SOURCE EXCERPT -
+-------+
Remember, son, many a good story has been ruined by over verification - James Gordon Bennett
Some want to bury COMDEX, and there's a lot on the surface to say that COMDEX is ready to take the biscuit, but I don't think it'll happen. I watched COMDEX as a conference advisory board member from 1989-2003. And, I ended up marrying one of its employees - in fact its director of publications. And I watched a lot of people come and go through seven different ownership titles, and an ugly bankruptcy.
Sheldon Adelson grew the COMputer Dealers EXpo into COMDEX. Shelly's not a geek, but he's an astute if controversial businessman. His Boston-based empire grew COMDEX into a machine. What attracted people to COMDEX was a combination of an accident in time (the burgeoning viability of personal computing replacing mainframe/centrist models of computing), populism (we like to do computing on our own and not wait on someone else), as well as dances with wolves (Windows World's success).
COMDEX's brand was sold to Softbank, which in turn, married it in different ways to its Ziff Davis media acquisition. Then it was spun off to Key3Media, the invented name given to it by Fred Rosen (the ostensible mastermind of TicketMaster fame). Rosen, in my belief, wanted to be a Hollywood mogul, and indeed even attempted an acquisition of the House of Blues to somehow fit with the most successful tech trade show in North America.
The reason you went to COMDEX was partially the fear factor - you might miss something new and truly colossal - and partially for the myriad and unbridled long list of gadgetry and software. More products were launched by more companies surrounding the COMDEX event than any other place. People would gather 18 hours ahead of what became the traditional Bill Gates keynote, and indeed COMDEX successfully co-opted the concept of a keynote by having them not only every day, but sometimes twice and even three times per day.
You had bragging rights when you returned. There was a mix of intellectual overload, great new stuff for every discipline and geek fancy, and the sheer success of having survived Las Vegas, incredible people saturation problems (overbooked everything, long taxi lines, and jacked-up hotel prices designed to suck wallets dry of all extra cash because geeks don't tip, or so it was said). The conference programmes read like the who's who in international computing, and people nearly fought to get positioning within the conference programmes with tenacity. Some of the programs were truly visionary, while others entertained and taught execs the difference between a web page and a live hand grenade.
+-------+
PROBLEMS -
A) From the COMDEX piece, reproduce word for word the stretch from "Sheldon Adelson grew" through "(Windows World's success).".
B) Answer these questions using the COMDEX piece.
(i) Which years did the writer spend as a COMDEX conference advisory board member?
(ii) To which company was the COMDEX brand sold?
(iii) How many hours ahead of the Bill Gates keynote would people gather?

DATASET RECORDS -
+-------+
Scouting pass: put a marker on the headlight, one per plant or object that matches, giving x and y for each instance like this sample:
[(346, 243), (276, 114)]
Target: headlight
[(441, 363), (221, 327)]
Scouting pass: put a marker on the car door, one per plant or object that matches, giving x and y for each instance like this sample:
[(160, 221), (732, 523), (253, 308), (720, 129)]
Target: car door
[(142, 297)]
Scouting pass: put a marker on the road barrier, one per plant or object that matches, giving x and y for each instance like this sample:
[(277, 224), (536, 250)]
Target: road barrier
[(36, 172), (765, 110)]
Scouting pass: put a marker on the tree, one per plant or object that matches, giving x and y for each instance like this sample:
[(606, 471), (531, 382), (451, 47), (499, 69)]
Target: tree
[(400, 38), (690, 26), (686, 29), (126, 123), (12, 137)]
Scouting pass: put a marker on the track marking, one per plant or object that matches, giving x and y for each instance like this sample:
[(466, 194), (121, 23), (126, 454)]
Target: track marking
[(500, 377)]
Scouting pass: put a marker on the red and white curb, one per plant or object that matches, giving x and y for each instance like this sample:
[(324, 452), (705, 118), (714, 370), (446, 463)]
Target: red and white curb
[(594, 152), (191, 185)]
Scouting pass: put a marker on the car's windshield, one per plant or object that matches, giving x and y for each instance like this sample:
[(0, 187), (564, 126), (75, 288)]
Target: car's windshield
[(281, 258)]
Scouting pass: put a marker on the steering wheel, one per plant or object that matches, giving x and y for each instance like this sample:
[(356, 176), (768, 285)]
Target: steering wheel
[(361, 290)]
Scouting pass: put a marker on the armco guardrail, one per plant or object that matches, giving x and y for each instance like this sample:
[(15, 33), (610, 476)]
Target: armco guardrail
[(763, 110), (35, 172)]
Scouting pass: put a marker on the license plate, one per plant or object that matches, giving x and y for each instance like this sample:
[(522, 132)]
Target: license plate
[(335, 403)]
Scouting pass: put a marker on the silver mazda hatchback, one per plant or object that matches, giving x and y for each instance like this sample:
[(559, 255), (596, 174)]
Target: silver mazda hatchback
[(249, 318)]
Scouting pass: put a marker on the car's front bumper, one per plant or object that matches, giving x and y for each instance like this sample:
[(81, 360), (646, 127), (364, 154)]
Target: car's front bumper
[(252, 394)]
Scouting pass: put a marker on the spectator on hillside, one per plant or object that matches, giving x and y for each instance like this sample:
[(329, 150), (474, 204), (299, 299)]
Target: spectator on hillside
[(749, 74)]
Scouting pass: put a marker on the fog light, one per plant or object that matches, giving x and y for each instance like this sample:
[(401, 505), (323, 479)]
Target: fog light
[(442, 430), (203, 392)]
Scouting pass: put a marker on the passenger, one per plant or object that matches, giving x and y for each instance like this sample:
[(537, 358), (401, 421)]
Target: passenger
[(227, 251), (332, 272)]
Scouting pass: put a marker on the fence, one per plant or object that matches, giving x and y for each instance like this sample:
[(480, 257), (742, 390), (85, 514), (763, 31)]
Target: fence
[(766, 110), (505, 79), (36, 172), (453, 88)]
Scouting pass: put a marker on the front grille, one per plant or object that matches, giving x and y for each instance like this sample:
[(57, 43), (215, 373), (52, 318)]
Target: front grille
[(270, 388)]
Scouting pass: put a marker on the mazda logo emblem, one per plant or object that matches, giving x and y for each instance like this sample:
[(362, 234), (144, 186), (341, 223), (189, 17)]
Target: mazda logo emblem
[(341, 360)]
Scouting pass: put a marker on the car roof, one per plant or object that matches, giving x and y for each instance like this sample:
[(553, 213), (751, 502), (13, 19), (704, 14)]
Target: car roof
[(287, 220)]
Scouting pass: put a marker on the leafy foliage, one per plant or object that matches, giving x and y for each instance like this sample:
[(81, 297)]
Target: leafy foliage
+-------+
ANSWERS -
A)
Sheldon Adelson grew the COMputer Dealers EXpo into COMDEX. Shelly's not a geek, but he's an astute if controversial businessman. His Boston-based empire grew COMDEX into a machine. What attracted people to COMDEX was a combination of an accident in time (the burgeoning viability of personal computing replacing mainframe/centrist models of computing), populism (we like to do computing on our own and not wait on someone else), as well as dances with wolves (Windows World's success).

B)
(i) 1989-2003
(ii) Softbank
(iii) 18 hours